**Description of the task:** Can you update the records below, changing each "top-left corner" to "upper-left corner" and leaving everything else unchanged?

§ §

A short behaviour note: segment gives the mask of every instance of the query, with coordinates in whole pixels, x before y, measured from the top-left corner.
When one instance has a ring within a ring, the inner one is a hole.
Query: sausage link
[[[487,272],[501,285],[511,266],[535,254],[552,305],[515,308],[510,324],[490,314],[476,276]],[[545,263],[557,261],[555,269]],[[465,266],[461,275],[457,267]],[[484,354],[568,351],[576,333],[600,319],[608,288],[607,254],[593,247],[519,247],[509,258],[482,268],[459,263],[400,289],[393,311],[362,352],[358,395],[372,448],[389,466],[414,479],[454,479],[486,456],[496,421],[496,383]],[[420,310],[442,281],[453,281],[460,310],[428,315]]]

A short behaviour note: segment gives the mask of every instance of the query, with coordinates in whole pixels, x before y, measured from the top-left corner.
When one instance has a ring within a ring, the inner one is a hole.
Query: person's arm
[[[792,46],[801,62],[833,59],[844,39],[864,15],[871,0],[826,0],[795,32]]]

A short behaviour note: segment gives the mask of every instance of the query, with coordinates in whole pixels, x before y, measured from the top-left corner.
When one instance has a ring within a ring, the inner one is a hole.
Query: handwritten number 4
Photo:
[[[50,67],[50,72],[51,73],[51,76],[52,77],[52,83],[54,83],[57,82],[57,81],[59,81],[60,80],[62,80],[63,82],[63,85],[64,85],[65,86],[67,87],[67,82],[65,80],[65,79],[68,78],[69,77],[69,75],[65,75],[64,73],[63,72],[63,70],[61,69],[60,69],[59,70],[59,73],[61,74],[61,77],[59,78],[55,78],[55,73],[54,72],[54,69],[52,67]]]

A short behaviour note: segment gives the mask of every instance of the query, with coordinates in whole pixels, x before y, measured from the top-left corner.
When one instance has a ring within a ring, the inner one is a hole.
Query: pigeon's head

§ §

**Written reply:**
A short behaviour note: segment gives the mask of every instance of the query, with coordinates in whole pixels, x before y, measured from the upper-left corner.
When one instance has a ring within a ring, the inner one is a hole.
Query: sausage link
[[[487,272],[501,285],[511,266],[535,254],[552,305],[515,308],[510,324],[490,314],[476,276]],[[545,263],[557,261],[555,269]],[[465,266],[461,275],[457,267]],[[484,354],[568,351],[576,333],[600,319],[608,288],[607,254],[593,247],[519,247],[509,258],[482,268],[459,263],[400,289],[393,311],[362,352],[358,395],[372,448],[389,466],[414,479],[454,479],[486,456],[496,421],[496,383]],[[420,310],[442,281],[453,281],[460,310],[428,315]]]

A short behaviour note: segment gives the mask of every instance of the query, with coordinates in whole pixels, x before y, measured from the upper-left corner.
When one instance has a ring within a ring, the inner one is a hole.
Query: person's arm
[[[792,46],[801,62],[833,59],[844,39],[864,15],[871,0],[826,0],[795,32]]]

A short behaviour note: segment gives the mask of every instance of the query, with coordinates in whole pixels, x before y, measured from the upper-left corner.
When one instance has a ring within a ring, the inner one is a hole.
Query: handwritten number 4
Photo:
[[[50,67],[50,72],[51,73],[51,76],[52,77],[52,83],[54,83],[57,82],[57,81],[59,81],[60,80],[62,80],[63,82],[63,85],[64,85],[65,86],[67,87],[67,82],[65,80],[65,79],[68,78],[69,77],[69,75],[65,75],[64,73],[63,72],[63,70],[61,69],[60,69],[59,70],[59,73],[61,74],[61,77],[59,78],[55,78],[55,73],[54,72],[54,69],[52,67]]]

A short behaviour note: segment gives the mask of every instance of the query, with coordinates in whole pixels, x before y, measured from the upper-left corner.
When one instance has a ring within a ring, the inner one is a hole.
Query: pigeon's head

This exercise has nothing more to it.